### What to do:
Rewrite everything from the row containing "For the benchmark, mark every instance of the black shoe" down to the last row, requests included, and shift every coordinate in the answers by -123.

** START OF Records for this exercise **

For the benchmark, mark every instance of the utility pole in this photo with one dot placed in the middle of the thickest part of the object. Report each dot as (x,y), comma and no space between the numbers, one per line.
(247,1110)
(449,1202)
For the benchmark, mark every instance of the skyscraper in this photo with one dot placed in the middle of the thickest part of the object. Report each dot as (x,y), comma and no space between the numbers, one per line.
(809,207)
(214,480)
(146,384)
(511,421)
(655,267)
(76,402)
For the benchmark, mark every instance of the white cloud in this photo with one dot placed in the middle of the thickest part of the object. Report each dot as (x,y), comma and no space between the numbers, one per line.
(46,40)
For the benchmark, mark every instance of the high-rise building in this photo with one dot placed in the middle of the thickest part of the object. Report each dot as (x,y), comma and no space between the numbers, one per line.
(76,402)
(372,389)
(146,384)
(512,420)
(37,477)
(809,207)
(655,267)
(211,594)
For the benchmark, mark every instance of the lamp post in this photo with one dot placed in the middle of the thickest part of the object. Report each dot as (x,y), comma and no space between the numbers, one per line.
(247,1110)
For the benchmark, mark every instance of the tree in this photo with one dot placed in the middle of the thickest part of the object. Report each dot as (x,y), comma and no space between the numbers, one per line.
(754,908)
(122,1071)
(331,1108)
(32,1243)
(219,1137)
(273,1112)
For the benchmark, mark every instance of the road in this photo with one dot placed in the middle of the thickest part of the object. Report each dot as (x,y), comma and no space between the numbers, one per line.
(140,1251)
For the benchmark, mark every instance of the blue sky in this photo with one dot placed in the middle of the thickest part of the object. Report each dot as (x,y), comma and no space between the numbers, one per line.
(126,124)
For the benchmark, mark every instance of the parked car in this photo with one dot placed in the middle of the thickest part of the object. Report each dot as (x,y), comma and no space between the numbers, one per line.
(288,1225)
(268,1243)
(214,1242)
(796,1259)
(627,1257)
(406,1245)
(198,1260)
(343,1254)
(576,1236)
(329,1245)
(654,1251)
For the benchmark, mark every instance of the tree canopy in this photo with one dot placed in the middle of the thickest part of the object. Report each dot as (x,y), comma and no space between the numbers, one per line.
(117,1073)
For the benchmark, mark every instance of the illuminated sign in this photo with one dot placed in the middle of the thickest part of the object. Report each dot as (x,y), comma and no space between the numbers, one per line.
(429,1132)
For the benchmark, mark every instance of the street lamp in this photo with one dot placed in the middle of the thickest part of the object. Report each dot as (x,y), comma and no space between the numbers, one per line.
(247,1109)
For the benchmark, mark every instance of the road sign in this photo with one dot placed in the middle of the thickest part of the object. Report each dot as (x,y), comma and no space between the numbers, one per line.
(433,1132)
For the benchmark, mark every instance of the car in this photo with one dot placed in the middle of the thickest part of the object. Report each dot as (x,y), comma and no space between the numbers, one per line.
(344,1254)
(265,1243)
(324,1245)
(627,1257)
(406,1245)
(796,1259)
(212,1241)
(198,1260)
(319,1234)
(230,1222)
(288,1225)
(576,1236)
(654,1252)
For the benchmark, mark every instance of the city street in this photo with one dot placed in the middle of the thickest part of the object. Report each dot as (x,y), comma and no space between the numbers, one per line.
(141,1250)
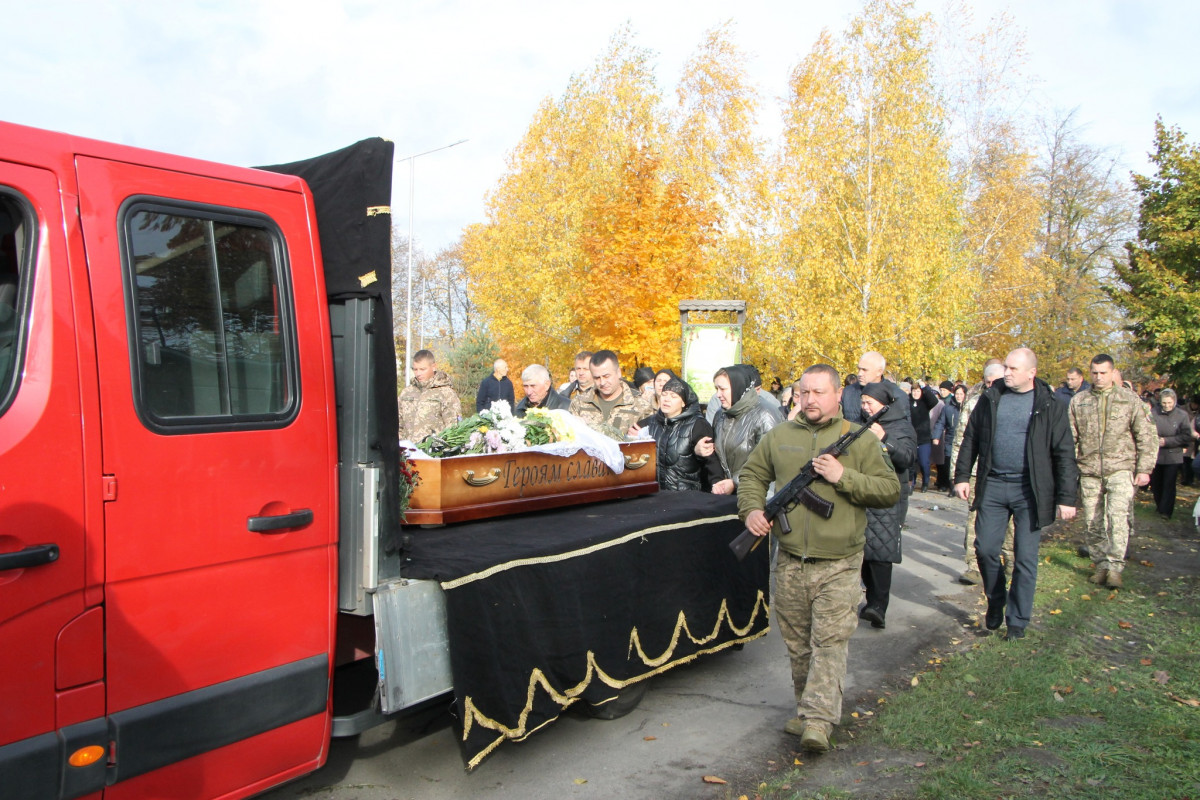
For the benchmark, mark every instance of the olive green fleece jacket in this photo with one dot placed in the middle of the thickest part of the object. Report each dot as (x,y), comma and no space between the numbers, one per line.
(868,481)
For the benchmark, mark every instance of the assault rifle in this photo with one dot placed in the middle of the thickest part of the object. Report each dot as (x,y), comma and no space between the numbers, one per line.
(799,491)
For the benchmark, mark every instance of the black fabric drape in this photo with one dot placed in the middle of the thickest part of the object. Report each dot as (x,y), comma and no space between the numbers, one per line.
(576,603)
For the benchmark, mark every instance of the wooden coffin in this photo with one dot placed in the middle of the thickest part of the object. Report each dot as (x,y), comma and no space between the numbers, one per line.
(477,487)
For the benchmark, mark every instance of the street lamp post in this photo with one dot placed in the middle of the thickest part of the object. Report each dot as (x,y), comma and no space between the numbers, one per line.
(408,293)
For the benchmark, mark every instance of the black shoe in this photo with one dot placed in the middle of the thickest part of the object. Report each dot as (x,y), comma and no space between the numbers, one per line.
(993,619)
(873,615)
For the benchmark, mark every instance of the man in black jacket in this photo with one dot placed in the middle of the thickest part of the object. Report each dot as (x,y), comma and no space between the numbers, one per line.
(1020,435)
(539,391)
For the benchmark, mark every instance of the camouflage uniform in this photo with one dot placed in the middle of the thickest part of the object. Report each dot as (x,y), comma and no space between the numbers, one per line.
(628,409)
(427,408)
(1115,440)
(820,561)
(969,555)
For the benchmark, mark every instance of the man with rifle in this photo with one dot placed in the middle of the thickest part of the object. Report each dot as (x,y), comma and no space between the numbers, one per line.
(821,539)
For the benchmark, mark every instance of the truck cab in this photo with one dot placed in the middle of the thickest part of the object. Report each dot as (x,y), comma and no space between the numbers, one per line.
(168,474)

** END OF Records for this exercise **

### Solution to the exercise:
For the benchmark, mark every instance of the black shoe in this photo with one dot placed in the middle of the thickest part of the object. Report each dot as (x,y), comma and no space between the numbers, one per line.
(870,496)
(750,492)
For the benchmark, mark every instance of the man in black jacket in this photo with one dot placed in the middle of the thickest part of the object. Report each dot as (x,y), comma and no space between the numbers, one per line.
(897,312)
(416,268)
For the benchmark, mark every instance of the camouflage uniform in this photo with one dot placed in the middle of the thickest part of the object. Report each dot as (x,y), comma and no space between the numbers, one per line.
(505,286)
(304,285)
(992,317)
(697,438)
(846,432)
For the benchmark, mark every instance of the man with rifle in this photo with one dot placed in the middle of the thickest part of the object. Report each dot as (x,y), comma and no space between the numbers, one per line.
(698,416)
For the benchmark, mark every instance of the truck cab in this photo with one dot placed in the middle of the thickest part of the object. Report each dot as (x,y), comma and no space between the numbers, one per line.
(45,351)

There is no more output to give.